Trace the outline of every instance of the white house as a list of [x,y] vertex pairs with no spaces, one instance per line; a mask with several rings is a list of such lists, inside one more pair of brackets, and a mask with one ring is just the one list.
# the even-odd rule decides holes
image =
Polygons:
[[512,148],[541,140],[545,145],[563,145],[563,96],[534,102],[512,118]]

---

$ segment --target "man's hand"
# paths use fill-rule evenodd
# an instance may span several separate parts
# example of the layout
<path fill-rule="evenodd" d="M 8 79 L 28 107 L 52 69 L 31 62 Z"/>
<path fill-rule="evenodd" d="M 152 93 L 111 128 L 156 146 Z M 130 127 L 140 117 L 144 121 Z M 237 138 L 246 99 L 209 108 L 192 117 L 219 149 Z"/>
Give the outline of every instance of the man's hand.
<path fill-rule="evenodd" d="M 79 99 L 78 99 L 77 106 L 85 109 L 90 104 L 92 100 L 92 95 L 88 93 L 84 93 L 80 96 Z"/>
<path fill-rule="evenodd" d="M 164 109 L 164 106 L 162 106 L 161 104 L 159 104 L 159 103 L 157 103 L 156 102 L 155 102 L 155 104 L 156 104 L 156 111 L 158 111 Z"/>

---

__Written instruction__. Copy every line of the records above that contains the string "rule", treating uppercase and lowercase as different.

__Answer for this exercise__.
# the even-odd rule decides holes
# paths use fill-rule evenodd
<path fill-rule="evenodd" d="M 8 79 L 28 107 L 52 69 L 31 62 Z"/>
<path fill-rule="evenodd" d="M 152 93 L 111 128 L 156 146 Z M 130 127 L 140 117 L 144 121 Z M 237 138 L 246 99 L 209 108 L 192 117 L 219 149 Z"/>
<path fill-rule="evenodd" d="M 79 99 L 78 99 L 77 106 L 85 109 L 90 104 L 92 100 L 92 95 L 88 93 L 84 93 L 80 96 Z"/>
<path fill-rule="evenodd" d="M 164 109 L 164 106 L 162 106 L 161 104 L 159 104 L 159 103 L 157 103 L 156 102 L 155 102 L 155 104 L 156 104 L 156 111 L 158 111 Z"/>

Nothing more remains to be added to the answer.